▸ Dataset items:
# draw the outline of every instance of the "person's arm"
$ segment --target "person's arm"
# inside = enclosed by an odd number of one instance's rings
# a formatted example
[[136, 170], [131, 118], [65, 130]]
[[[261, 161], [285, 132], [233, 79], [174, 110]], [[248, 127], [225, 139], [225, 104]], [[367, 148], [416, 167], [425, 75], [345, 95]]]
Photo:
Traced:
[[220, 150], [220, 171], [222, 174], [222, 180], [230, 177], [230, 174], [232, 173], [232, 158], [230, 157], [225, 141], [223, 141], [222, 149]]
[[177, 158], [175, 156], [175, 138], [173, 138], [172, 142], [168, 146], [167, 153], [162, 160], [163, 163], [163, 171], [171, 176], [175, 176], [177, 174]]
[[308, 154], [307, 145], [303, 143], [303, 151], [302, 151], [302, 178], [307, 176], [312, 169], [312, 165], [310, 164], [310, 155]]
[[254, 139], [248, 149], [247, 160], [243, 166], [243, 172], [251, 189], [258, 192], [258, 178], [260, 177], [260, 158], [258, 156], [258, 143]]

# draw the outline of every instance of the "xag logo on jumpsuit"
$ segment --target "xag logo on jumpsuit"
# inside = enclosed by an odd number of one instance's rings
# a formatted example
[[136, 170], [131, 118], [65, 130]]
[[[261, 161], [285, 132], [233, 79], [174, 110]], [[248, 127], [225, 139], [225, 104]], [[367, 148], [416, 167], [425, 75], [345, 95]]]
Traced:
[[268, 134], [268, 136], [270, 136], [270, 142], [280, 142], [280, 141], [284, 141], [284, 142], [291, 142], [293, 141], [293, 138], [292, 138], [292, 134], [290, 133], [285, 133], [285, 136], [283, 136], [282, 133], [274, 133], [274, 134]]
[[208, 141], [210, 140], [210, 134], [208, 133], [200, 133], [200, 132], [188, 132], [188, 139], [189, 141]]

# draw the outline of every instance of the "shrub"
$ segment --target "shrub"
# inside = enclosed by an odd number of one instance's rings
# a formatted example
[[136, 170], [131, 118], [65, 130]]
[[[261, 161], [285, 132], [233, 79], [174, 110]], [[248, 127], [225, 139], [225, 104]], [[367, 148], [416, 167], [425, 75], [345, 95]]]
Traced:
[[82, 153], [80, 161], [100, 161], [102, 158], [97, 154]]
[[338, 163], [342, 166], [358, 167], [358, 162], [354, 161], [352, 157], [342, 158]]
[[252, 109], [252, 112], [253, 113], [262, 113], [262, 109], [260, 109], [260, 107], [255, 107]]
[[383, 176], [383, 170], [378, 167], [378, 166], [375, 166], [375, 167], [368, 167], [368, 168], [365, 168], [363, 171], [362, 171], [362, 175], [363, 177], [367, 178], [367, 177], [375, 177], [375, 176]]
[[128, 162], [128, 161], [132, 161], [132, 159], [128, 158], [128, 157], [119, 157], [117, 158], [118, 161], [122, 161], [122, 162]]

▸ Given problem:
Copy the lines without any change, beginning with the first line and ending with the line that contains "164], [310, 155]]", including both.

▸ Answer for this exercise:
# draw the outline of every instance of the "person's arm"
$ segment --target "person's arm"
# inside = enclosed by an odd number of one instance's rings
# a formatted example
[[136, 170], [131, 118], [65, 130]]
[[[261, 161], [285, 132], [233, 79], [174, 110]], [[248, 127], [225, 139], [225, 104]], [[367, 148], [416, 167], [425, 75], [345, 95]]]
Photo:
Traced:
[[220, 150], [220, 171], [222, 174], [222, 180], [230, 177], [230, 174], [232, 173], [232, 158], [230, 157], [225, 141], [223, 141], [222, 149]]
[[177, 158], [175, 156], [175, 138], [173, 138], [172, 142], [168, 146], [167, 153], [162, 160], [163, 163], [163, 171], [171, 176], [175, 176], [177, 174]]
[[308, 154], [307, 145], [303, 143], [303, 151], [302, 151], [302, 178], [307, 176], [312, 169], [312, 165], [310, 164], [310, 155]]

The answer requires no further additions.